Task prompt:
Render every line of the listing below as a numbered list, skipping blank lines and omitting the pictures.

___ Records for processing

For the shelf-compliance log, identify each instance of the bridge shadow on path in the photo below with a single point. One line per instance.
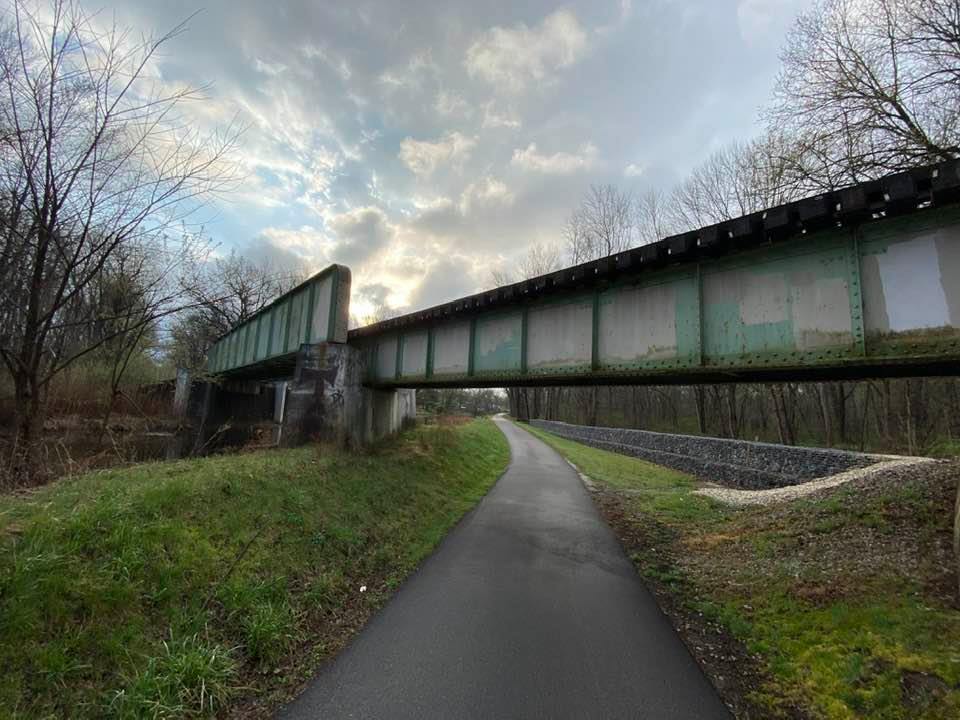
(528, 609)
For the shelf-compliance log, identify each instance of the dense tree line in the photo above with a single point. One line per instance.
(99, 177)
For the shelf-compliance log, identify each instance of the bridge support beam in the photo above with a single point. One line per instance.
(326, 401)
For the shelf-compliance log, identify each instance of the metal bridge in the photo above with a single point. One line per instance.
(864, 281)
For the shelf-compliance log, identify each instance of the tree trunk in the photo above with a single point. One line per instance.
(825, 414)
(28, 418)
(956, 535)
(700, 400)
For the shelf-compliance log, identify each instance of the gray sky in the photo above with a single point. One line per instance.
(425, 143)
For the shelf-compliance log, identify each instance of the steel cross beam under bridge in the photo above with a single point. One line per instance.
(864, 281)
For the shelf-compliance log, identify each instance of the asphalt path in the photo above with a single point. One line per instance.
(528, 609)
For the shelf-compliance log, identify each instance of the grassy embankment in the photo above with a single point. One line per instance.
(183, 589)
(838, 607)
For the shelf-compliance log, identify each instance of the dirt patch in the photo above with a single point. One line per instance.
(734, 671)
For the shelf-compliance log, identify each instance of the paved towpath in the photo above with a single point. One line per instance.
(528, 609)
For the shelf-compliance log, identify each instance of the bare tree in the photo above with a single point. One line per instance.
(741, 178)
(653, 221)
(94, 158)
(602, 225)
(225, 291)
(540, 259)
(870, 86)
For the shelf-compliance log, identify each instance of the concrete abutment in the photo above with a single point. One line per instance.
(324, 401)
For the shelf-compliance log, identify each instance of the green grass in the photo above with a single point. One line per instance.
(175, 589)
(661, 492)
(814, 588)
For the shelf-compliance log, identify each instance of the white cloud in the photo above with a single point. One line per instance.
(452, 104)
(424, 157)
(511, 58)
(487, 192)
(764, 21)
(494, 118)
(560, 163)
(360, 233)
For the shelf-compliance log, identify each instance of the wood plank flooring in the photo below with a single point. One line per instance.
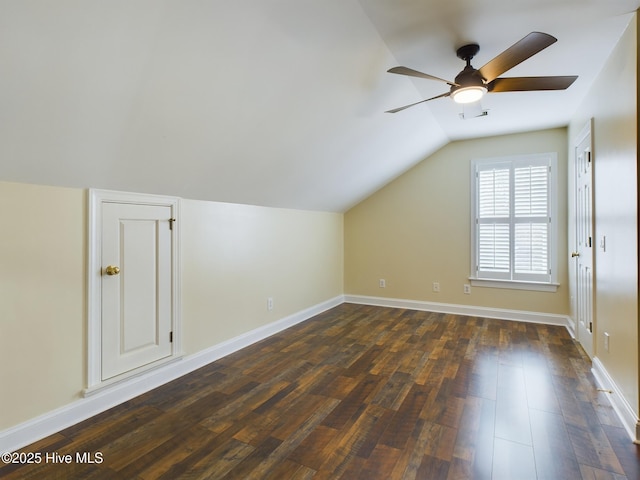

______

Output for this task:
1. For the shelf-compliance log, identify each instance of the bridge shadow on path in the photo below with a single point. One line per instance.
2. (528, 609)
3. For the shelf-compliance log, identify each instance of the dense tree line in the photo above with a single point. One line per instance.
4. (99, 177)
5. For the shelf-compliance log, identify each instance of the bridge support beam in the photo above with a single point. One line per instance.
6. (326, 401)
7. For the shelf-compliance log, identify each instance of the metal bridge in the photo above with a single point. One line per instance.
8. (864, 281)
9. For the shelf-compliance log, identify each instance of the tree trunk in the photo above with a single point. One line per instance.
10. (825, 414)
11. (28, 418)
12. (956, 535)
13. (700, 400)
14. For the shelf-compliance log, identify each instance of the gray sky in the photo above with a single point. One line per instance.
15. (425, 143)
16. For the shelf-compliance log, identify each instance of the steel cross beam under bridge in the photo above with a single point. One line per instance.
17. (864, 281)
18. For the shelf-compliance log, identify each instance of the asphalt path in the photo above with a single point. One line per instance.
19. (528, 609)
20. For the shelf-compliance log, identify each instance of the grassy embankment in the photo above with a single point. One line per instance.
21. (183, 589)
22. (838, 607)
23. For the shelf-compliance log, identify each instance of the dirt patch in the photo above with a single point. One line per instance.
24. (734, 671)
25. For the shelf-compliance log, identify each instance of the paved towpath in the photo above with a single point. One line per instance.
26. (528, 609)
27. For the shelf-compliance log, identify each instance of the bare tree in the photo above with a single point. One line per instance.
28. (741, 178)
29. (653, 221)
30. (94, 158)
31. (602, 225)
32. (225, 291)
33. (540, 259)
34. (870, 86)
35. For the shelf-compliance log, identify each instance of the concrete abutment in the photo above with a single point. One line per instance.
36. (324, 401)
37. For the shelf-compliance log, identify each instance of the green grass in the photo above with a single point. One line per instance.
38. (175, 589)
39. (661, 492)
40. (814, 588)
41. For the shelf-compliance log, identify each instance of the white cloud in the photo above with a single point. One line per instance.
42. (452, 104)
43. (424, 157)
44. (511, 58)
45. (487, 192)
46. (764, 21)
47. (494, 118)
48. (560, 163)
49. (360, 233)
50. For the shelf-compliance log, identify each instance of the wood plank flooring in the photo below with a single point. One line per instance.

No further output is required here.